— Begin GIVEN INFORMATION —
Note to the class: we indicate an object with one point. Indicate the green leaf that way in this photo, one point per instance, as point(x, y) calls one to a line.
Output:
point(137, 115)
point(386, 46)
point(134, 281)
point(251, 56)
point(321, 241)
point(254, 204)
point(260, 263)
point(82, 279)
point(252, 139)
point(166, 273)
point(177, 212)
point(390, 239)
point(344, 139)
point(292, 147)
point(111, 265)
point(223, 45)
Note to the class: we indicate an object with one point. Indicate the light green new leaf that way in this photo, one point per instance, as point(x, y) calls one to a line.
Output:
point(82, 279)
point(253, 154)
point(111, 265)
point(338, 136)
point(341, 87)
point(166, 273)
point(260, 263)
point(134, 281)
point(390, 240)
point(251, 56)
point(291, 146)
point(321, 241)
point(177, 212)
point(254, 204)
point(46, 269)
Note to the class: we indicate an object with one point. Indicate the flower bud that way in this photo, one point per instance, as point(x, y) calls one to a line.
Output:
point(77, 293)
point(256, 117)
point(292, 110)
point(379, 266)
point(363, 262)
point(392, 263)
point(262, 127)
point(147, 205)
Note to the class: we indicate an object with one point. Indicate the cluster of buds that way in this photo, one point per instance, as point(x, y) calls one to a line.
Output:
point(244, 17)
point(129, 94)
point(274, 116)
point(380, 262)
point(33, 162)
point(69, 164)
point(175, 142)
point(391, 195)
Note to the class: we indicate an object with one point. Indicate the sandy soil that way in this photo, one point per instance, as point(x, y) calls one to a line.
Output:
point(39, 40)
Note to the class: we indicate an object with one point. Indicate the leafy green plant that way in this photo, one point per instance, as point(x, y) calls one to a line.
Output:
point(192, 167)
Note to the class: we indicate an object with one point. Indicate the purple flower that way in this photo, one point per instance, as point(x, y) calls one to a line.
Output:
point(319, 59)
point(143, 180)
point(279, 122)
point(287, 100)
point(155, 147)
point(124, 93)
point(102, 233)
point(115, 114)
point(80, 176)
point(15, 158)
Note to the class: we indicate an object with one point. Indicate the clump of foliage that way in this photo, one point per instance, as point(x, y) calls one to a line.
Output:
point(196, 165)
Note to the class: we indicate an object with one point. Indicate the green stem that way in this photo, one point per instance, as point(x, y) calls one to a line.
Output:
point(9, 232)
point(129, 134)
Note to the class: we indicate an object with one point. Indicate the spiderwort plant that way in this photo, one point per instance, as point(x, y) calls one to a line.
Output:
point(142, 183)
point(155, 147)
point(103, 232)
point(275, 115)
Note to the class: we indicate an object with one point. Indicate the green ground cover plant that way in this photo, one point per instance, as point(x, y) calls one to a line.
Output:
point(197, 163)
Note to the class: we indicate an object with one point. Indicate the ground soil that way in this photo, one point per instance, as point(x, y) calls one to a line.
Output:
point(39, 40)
— End GIVEN INFORMATION —
AIM => Reproduce the entries above between the lines holding "Indicate the flower" and "point(129, 134)", inclusive, with their requests. Multiply every coordinate in the answers by 1.4 and round each to the nearest whole number, halves up, leaving the numbers in the requests and their format samples as they are.

COMPLETE ANSWER =>
Note to the class: we indicate an object with one point. Indicate the flower bud that way in this photo, one point per instance, as point(x, y) calls one to a line.
Output:
point(108, 410)
point(358, 164)
point(409, 154)
point(531, 372)
point(508, 367)
point(549, 368)
point(367, 178)
point(206, 287)
Note to the class: we indicate an object with one point. Indicate the cluster of buds that way in this photo, one point per instance, as point(x, y) calls one to a line.
Output:
point(342, 24)
point(181, 132)
point(384, 162)
point(532, 367)
point(46, 227)
point(97, 230)
point(245, 199)
point(547, 273)
Note to the class: we indicate an object with one point. Indicate the sandy soil that way in this photo, one point per instance, as point(x, y) calls one to a line.
Output:
point(55, 56)
Note to the class: we indicate an object with one point. Indicate the leafy green plant that way in this photo, one point per instance, as point(x, y) calls one to a line.
Output:
point(269, 234)
Note to the class: we indicate an object with one point. Indicate the purple flower that way in this photo, one point per instance, as point(x, y) calls one to a line.
Output:
point(447, 83)
point(200, 252)
point(391, 171)
point(402, 140)
point(217, 206)
point(174, 130)
point(143, 326)
point(161, 160)
point(112, 246)
point(21, 221)
Note to the class: we indicate an object with one point. Indicate the clump of foliage that way in this photo, one point per instance, as point(x, y) calls one to a line.
Output:
point(274, 231)
Note to the class: we indicate an object with one point. Indicate the green stem that way in this photo, one point per instance, as point(x, y) calls one to a line.
Output:
point(13, 325)
point(181, 188)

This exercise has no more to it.